* _Task goal_: Rewrite all of the material below as a two-column CSV with the header input,output, giving one row per answer: the text that precedes that answer goes in input and the answer itself goes in output. Enclose every field in double quotes and replace line breaks with spaces.

* _Exercise inputs_:
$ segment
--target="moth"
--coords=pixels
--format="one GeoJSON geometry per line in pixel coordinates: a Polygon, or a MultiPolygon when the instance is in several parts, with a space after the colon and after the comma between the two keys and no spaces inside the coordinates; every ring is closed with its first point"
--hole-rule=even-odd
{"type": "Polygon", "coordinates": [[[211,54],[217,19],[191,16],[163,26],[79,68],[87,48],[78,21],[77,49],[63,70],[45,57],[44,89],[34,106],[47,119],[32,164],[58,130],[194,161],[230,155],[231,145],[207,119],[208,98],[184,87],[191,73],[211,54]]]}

* _Exercise solution_:
input,output
"$ segment --target=""moth"" --coords=pixels --format=""one GeoJSON geometry per line in pixel coordinates: a Polygon, or a MultiPolygon when the instance is in several parts, with a space after the colon and after the comma between the two keys and no spaces inside the coordinates; every ring is closed with its first point"" --hole-rule=even-odd","{""type"": ""Polygon"", ""coordinates"": [[[211,54],[217,19],[191,16],[163,26],[79,68],[87,48],[78,21],[77,49],[63,70],[45,57],[44,89],[34,106],[47,119],[32,164],[58,130],[194,161],[230,155],[231,145],[207,119],[208,98],[184,87],[191,73],[211,54]]]}"